I remember watching "Tranzor Z" cartoons as a kid in the 1980's though I didn't know it was Anime at the time. I do remember that it grabbed me a lot more than typical American cartoons I watched at the time though.

When I was a lot older I had a friend I knew from boy scouts introduced me to anime. We were both into role-playing games like AD&D and had just gotten into Magic The Gathering, which was brand new at that time. I was hanging out at his house trading Magic cards and he decided to show me some anime which he had. Some of it was fansubbed but most were just raw bootleg tapes. Since most of it wasn't in English and I was more interested in playing Magic I didn't really give it much of a thought, though one of the titles he had--the only one I can recall by name--was the infamous Urotsukidoji, which I found more shocking than appealing.

I didn't really get into anime until my Freshman year at college in 1997. One of my friends got into Macross/Robotech (via the role-playing game), and pretty soon a few friends and I got into the routine of renting VHS tapes from a local comic book store on a regular basis. At that time the selection was pretty pitiful so we were mainly watching the old US standards like Ranma, Tenchi, A-Ko, El-Hazard, Urusai Yatsura, and so on. I remember it being a massive epiphany for me because I had the stereotypical western view that cartoons were either for children (most of them) or were purely humorous, like The Simpsons or Beavis and Butt-Head. Anime blew that completely out of the water because here were "cartoons" which didn't insult the viewer's intelligence. They had dynamic characters, engaging plots, poignant social commentary and more. Production values were good, the music was amazing (even though I couldn't understand a word of it). On top of that, Anime totally shattered the Western/Hollywood moral formula in which the "good guys always win", and I really appreciated that because it made Anime less predictable than western video. Titles like Oh My Goddess awakened me to the fact that romance-centric shows could be amazing as well. I soon met other friends in college who had fansub connections and they started broadening my horizons by introducing me to things you couldn't easily get in the west at the time: Macross Plus, AD Police Files, Nausicaa, Totoro, Laputa, Utena, Ghost in the Shell (1995), Galaxy Fraulein Yuna, 3x3 Eyes, War in the Pocket, Wings of Honneamaise... A couple new heavy hitter titles came out domestically at that time too: Evangelion, of course, and Key the Metal Idol. I was thoroughly hooked.

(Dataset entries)
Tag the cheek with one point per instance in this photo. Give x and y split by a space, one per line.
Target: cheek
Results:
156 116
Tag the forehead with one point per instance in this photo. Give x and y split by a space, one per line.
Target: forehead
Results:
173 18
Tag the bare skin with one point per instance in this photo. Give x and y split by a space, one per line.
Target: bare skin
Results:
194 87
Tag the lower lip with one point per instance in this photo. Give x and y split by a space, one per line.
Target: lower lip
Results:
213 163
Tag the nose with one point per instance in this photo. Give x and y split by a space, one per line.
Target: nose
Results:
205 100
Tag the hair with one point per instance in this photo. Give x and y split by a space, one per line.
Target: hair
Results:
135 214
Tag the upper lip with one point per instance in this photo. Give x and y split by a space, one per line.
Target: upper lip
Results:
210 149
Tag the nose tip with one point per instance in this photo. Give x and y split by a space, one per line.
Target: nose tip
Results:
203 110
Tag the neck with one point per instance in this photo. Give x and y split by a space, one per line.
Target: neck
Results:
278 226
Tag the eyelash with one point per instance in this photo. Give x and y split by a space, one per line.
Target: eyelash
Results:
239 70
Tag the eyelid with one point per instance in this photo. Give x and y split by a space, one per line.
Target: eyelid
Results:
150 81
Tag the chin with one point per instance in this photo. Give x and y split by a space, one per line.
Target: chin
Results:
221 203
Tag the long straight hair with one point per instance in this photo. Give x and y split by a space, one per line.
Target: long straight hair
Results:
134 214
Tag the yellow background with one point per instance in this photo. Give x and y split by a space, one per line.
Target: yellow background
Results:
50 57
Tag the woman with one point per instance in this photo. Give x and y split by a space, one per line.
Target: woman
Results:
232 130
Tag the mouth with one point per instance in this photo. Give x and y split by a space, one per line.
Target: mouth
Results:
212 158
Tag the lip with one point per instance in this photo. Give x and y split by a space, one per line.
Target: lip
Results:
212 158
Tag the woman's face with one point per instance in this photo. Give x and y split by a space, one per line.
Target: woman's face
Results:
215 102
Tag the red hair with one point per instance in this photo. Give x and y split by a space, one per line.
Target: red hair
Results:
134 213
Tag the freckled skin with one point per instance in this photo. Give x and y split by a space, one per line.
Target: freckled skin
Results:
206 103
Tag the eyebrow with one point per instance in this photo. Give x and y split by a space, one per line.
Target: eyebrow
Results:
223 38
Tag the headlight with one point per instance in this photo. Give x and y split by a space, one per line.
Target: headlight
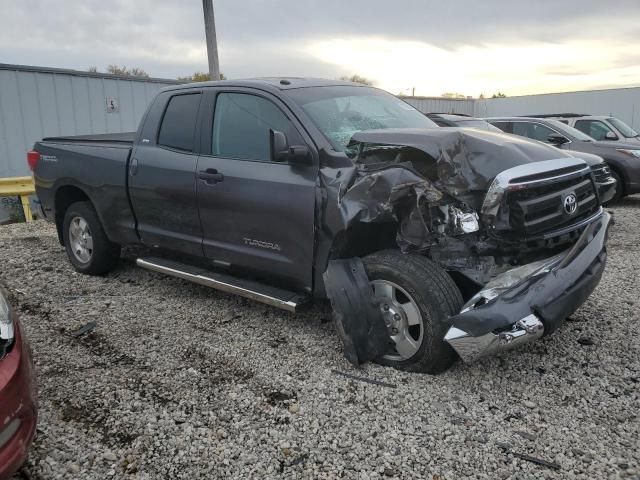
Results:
6 325
633 153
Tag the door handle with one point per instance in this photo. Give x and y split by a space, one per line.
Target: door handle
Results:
210 175
133 167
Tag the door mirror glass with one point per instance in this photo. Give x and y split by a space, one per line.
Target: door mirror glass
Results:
282 152
279 146
299 155
557 139
610 136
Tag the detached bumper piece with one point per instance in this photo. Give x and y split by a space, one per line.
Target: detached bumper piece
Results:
524 303
471 348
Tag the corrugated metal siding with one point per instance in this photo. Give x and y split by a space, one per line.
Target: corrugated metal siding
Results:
623 103
37 103
441 105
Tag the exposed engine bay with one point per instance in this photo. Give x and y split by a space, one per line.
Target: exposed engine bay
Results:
440 196
491 210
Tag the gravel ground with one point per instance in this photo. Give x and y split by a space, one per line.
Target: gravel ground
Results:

:: EXERCISE GOAL ::
Print everything in the passage about discovering anime from "I remember watching" down to "the time though.", word for word.

:: COMPLETED EXERCISE ::
I remember watching "Tranzor Z" cartoons as a kid in the 1980's though I didn't know it was Anime at the time. I do remember that it grabbed me a lot more than typical American cartoons I watched at the time though.